Down to the last character, write out the records below.
☆ ☆ ☆ ☆ ☆
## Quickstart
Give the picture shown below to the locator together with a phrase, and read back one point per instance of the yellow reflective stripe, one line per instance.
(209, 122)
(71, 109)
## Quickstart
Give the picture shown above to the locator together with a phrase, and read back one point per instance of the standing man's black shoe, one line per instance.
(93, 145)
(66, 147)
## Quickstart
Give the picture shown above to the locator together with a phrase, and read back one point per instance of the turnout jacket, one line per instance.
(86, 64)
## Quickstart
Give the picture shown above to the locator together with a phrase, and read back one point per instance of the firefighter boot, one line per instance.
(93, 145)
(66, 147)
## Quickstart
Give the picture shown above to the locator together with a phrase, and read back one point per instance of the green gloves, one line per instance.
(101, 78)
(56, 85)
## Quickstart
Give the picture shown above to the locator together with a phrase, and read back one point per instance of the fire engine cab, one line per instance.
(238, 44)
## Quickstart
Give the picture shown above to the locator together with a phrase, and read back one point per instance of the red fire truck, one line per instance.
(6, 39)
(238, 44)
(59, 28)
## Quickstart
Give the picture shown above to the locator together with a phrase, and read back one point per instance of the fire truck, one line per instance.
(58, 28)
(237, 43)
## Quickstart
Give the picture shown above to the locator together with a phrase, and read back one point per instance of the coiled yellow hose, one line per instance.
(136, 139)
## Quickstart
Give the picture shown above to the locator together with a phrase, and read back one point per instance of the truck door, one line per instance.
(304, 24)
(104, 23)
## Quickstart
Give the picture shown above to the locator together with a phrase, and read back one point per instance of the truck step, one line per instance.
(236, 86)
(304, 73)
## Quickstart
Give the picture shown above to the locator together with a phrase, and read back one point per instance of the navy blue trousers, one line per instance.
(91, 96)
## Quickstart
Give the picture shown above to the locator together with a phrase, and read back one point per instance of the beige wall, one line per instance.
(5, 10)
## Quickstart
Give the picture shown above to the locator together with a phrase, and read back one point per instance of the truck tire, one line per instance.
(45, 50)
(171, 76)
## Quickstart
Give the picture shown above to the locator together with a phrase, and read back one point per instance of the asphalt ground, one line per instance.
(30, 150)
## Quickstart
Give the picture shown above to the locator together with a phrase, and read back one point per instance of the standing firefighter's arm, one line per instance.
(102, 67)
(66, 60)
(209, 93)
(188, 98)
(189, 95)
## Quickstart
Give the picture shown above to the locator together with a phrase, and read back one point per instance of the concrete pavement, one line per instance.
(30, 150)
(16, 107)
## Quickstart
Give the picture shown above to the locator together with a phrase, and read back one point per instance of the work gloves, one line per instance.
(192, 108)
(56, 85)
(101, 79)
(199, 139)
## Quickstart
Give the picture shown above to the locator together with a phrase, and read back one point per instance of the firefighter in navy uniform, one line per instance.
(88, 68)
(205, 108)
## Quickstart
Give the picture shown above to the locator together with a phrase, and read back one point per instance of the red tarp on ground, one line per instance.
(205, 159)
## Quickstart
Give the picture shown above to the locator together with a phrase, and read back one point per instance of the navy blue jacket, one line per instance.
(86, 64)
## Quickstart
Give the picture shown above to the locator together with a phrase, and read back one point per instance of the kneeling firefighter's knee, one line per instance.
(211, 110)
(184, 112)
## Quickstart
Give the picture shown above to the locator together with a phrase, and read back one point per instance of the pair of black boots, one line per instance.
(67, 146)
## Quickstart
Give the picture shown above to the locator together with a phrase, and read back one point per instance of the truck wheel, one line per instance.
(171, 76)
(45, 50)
☆ ☆ ☆ ☆ ☆
_TASK RESULT_:
## Quickstart
Give the picture shown below to the locator together with a phrase, and read back one point per instance of the yellow reflective stripe, one line per instance.
(209, 122)
(71, 109)
## Quickstart
Give the picture shown above to the locator together with a phrase, and read back one point per instance of the standing man's black shoe, one line per instance.
(93, 145)
(66, 147)
## Quickstart
Give the picture shown above to the locator together with a phrase, and read back one point per instance of the turnout jacket, one line per instance.
(86, 64)
## Quickstart
Give the picture shown above to the locator together with a phrase, and read back one point per instance of the firefighter boot, one line per instance.
(93, 145)
(66, 147)
## Quickstart
Give the picture shown above to the locator together with a phrase, and read back one point per instance of the green gloves, one line per instance.
(101, 78)
(56, 85)
## Quickstart
Give the picture shown above to the locator together with a phrase, and read back one point per instance of the fire engine cab, one line per instance.
(238, 44)
## Quickstart
Give the picture shown above to the locator together with a phrase, and read back one point per instance of the red fire truck, one line per instance.
(6, 39)
(238, 44)
(59, 28)
## Quickstart
Give the picture shown above to the locator together with a phrase, and read back one point per instance of the fire truck, one line per instance.
(58, 28)
(237, 43)
## Quickstart
Give the picture shown above to the locator together with a phrase, and read back one point per instance of the coiled yellow hose, one line per instance.
(136, 139)
## Quickstart
Give the picture shown above to the locator together with a phrase, and read back one point per instance of the truck door, one line per instance.
(304, 24)
(104, 23)
## Quickstart
Give the picture shown above to the locator together with a phrase, and read back one point per instance of the truck step, one line per instance.
(236, 86)
(304, 73)
## Quickstart
Give the picture shown above to the locator together with a phrase, and read back one point per instance of the navy blue trousers, one line per instance.
(91, 96)
## Quickstart
Give the picture shown above to the locator together with a phrase, and read back one point per instance of the beige wall, one line per instance.
(5, 10)
## Quickstart
Give the picture shown above to the locator together with a phrase, and read back one point per instance of the truck tire, one line per instance.
(45, 50)
(171, 76)
## Quickstart
Give the picture shown above to the locator together with a phrase, and read back one point per instance of the asphalt ground, one line per instance.
(30, 150)
## Quickstart
Give the picture shown above to the locator together with a phrase, and read back one point per instance of the standing firefighter's arm, one line per instance.
(102, 67)
(66, 60)
(209, 93)
(188, 98)
(189, 95)
## Quickstart
Give the picture shown above to the locator together with a phrase, and read back one point per instance of the concrete pavement, one line per instance.
(30, 150)
(16, 107)
## Quickstart
Give the picture shown above to the locator together with a phrase, and read back one point per instance of the work gloves, one line per instance.
(192, 108)
(56, 85)
(101, 79)
(199, 139)
## Quickstart
Give the picture shown above to the locator together with a phrase, and read back one point per instance of the firefighter in navy uniform, one line per instance.
(88, 68)
(205, 108)
## Quickstart
Give the picture shown above to the locator together with a phrase, and read back one point per instance of the red tarp on ground, one line per instance.
(205, 159)
## Quickstart
Give the picture shown above to the locator together with a phrase, and read back one point per instance of the navy blue jacket, one line per instance.
(86, 64)
## Quickstart
Give the picture shown above to the locator together with a phrase, and read back one point per instance of the kneeling firefighter's knee, one line per instance.
(211, 110)
(184, 112)
## Quickstart
Give the picture shown above to the locator together with a phrase, and read back one point per instance of the pair of black boots, one line per instance.
(67, 146)
## Quickstart
Give the picture shown above to the locator together with a phrase, and read back one point per instance of the truck wheel, one line per instance.
(171, 76)
(45, 50)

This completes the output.